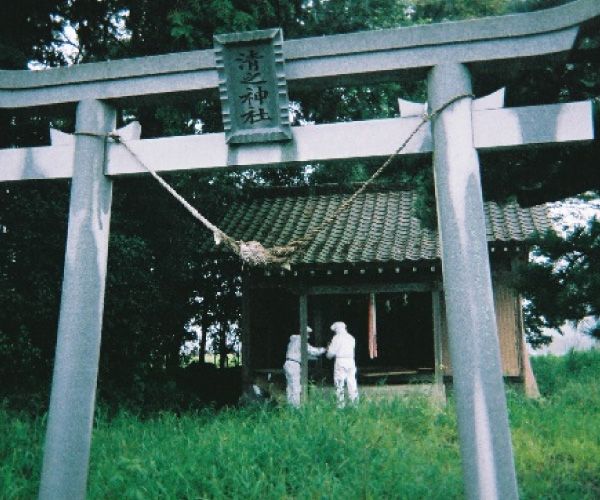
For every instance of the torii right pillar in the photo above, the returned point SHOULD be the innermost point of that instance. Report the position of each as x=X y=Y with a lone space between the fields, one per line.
x=484 y=432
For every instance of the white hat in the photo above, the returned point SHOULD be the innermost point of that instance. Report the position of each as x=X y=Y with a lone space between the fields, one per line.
x=338 y=325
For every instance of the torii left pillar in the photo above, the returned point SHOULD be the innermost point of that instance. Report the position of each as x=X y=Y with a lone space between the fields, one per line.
x=70 y=418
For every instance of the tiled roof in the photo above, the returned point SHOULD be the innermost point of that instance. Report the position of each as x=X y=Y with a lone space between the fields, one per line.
x=378 y=227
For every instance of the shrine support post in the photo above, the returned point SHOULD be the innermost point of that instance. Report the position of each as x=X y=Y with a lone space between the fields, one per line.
x=484 y=432
x=72 y=399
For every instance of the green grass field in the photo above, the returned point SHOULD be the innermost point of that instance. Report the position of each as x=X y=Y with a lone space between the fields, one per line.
x=405 y=448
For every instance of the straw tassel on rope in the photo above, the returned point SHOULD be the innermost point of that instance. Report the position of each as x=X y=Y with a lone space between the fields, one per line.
x=253 y=253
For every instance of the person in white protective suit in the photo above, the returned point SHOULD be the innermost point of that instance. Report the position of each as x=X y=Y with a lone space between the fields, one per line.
x=341 y=348
x=293 y=363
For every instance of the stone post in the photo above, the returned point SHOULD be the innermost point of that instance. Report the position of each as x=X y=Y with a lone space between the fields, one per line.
x=72 y=399
x=485 y=441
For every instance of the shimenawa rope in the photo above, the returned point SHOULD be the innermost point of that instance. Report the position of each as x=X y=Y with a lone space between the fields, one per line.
x=254 y=253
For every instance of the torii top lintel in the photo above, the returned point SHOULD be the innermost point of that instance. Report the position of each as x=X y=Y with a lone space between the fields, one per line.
x=374 y=56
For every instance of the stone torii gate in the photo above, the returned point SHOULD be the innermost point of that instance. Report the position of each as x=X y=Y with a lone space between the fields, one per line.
x=446 y=54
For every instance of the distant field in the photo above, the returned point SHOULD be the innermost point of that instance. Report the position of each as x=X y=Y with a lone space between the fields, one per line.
x=404 y=448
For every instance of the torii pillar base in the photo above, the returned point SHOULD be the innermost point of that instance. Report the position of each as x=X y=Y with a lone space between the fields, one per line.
x=70 y=418
x=485 y=441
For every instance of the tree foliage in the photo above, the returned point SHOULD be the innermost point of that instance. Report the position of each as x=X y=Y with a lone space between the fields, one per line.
x=159 y=284
x=563 y=282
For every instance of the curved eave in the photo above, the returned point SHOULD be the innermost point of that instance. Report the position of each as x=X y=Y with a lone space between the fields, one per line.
x=384 y=55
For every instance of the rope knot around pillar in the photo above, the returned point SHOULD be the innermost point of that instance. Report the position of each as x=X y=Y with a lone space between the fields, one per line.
x=254 y=253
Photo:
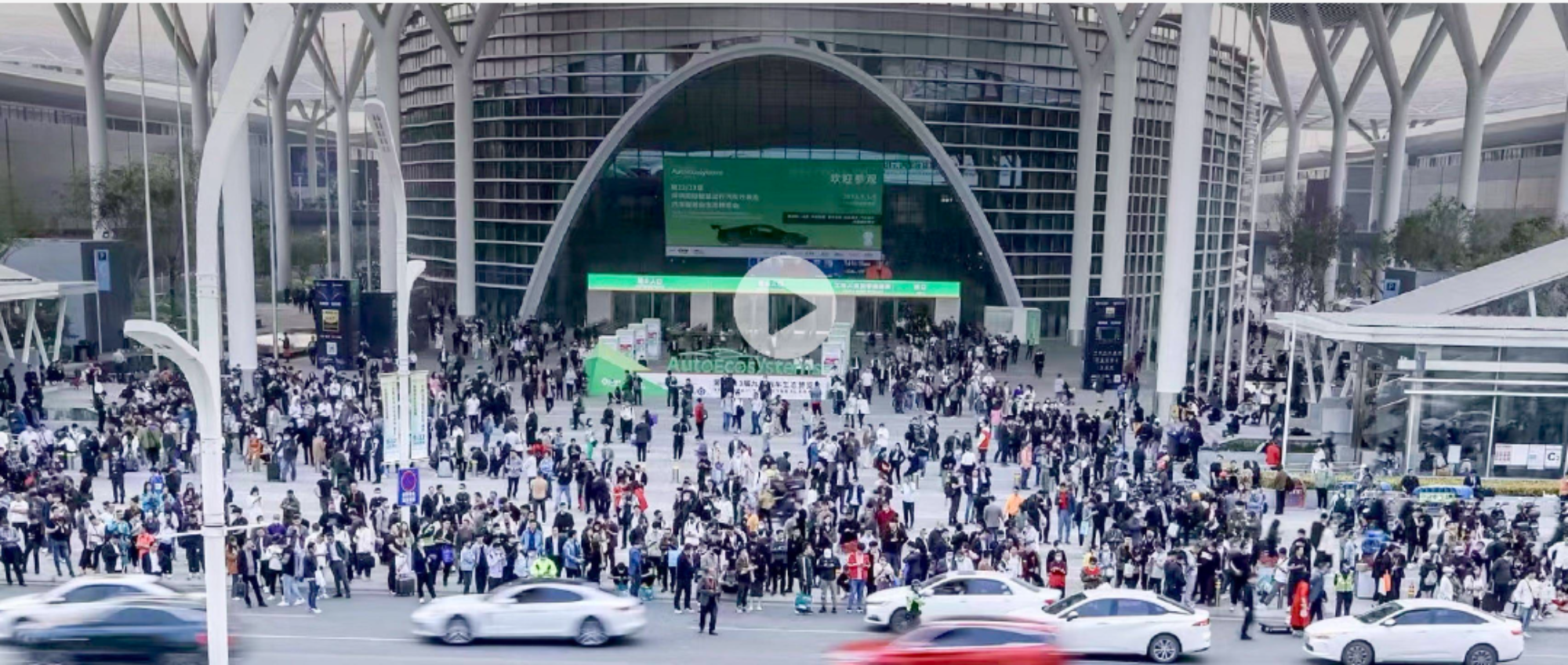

------------

**Work to be completed**
Can you give all of the data above again with "innermost" switched to "most central" everywhere and everything else unchanged, leaving the pictures out?

**Exercise output**
For every instance of the torii right pillar in the photo above, the returned point SHOULD be the most central point of that instance. Report the position of each as x=X y=Y with a lone space between the fields, one per line.
x=484 y=432
For every instance of the white hat in the photo above, the returned point SHOULD be the most central point of that instance. Report the position of each as x=X y=Y with a lone space between the fields, one per line.
x=338 y=325
For every instance of the torii left pillar in the photo above, the returned point SHOULD be the most central point of that instance. Report the position of each as x=X y=Y with a lone space between the fields, one per line.
x=70 y=418
For every instance of the tiled roof in the photo above, the returned point SHOULD be the most central point of that instance. Report the position of each as x=X y=Y with a lone space between the fields, one per line.
x=378 y=227
For every instance of the shrine support post in the photo above, the returned point SHOULD be the most central point of that instance. Report the position of each as x=X y=Y with a lone space between the fields, one per line.
x=484 y=432
x=72 y=399
For every instance of the green grass field in the photo above, the returned point SHOULD be the most central point of that instance. Report the position of each as x=X y=Y with a lone space between the fields, one per line.
x=405 y=448
For every instance of the straw tassel on rope in the photo above, the returned point SHOULD be the most central point of that instance. Report the position of each as x=X y=Y with a lone space between the fields, one per line.
x=253 y=253
For every instance of the person in white protective suit in the photo above, the returned point SHOULD be the most central point of that instance. Report the position of each as x=X y=Y with a lone space between the fields, one per line.
x=341 y=348
x=293 y=363
For every instance of the stone post in the photo above, the returned point SHOULD be the most central point of that instance. Report the position of each as x=X y=Y with a lone space between the fields, one per line.
x=72 y=399
x=485 y=441
For every instance of the shimenawa rope in the photo above, the returned point SHOULD be the most central point of that instance. Report the position of each as x=X y=Y with a lone space between the fields, one per line.
x=254 y=253
For every instance of the torii top lintel in the photo above, the returned point SHOULD be the most central point of that instance. Report the position of each as x=X y=Y with a lone space between the fields, one per line.
x=374 y=56
For every instance of the stone torii gate in the photo above, the returned point SHOULD be the most central point of that instance. Report the position of each as x=X y=Y with a lone space between the fields, one per line.
x=446 y=54
For every instance of the distant field in the photo above, the returned point SHOULD be the most central point of that instance. Report the position of each as x=X y=Y with a lone space between the fields, one per line.
x=404 y=448
For every instance of the torii pillar base in the photo above, the returned point SHOULD be the most central point of that instance. Report the position of each as x=X y=Y with a lone space between the fields, one per line.
x=70 y=418
x=485 y=441
For every instance of the tree foliage in the photo above, the returned point SHOULD be the most central point of that instance. Report the position of each as x=X y=Y with a lone space between the fields, one per line.
x=159 y=284
x=563 y=282
For every instance of the curved eave in the photo above, the returned point SHOULD be the most central point of that instance. Report the position of each as x=X y=Y with a lone space between the fields, one per line.
x=384 y=55
For every instance of the rope knot around pillar in the photo above, the returned point SHOULD be the most central point of that instance. Report the position of each as x=X y=Y with a lone space between the fields, one per line.
x=254 y=253
Photo:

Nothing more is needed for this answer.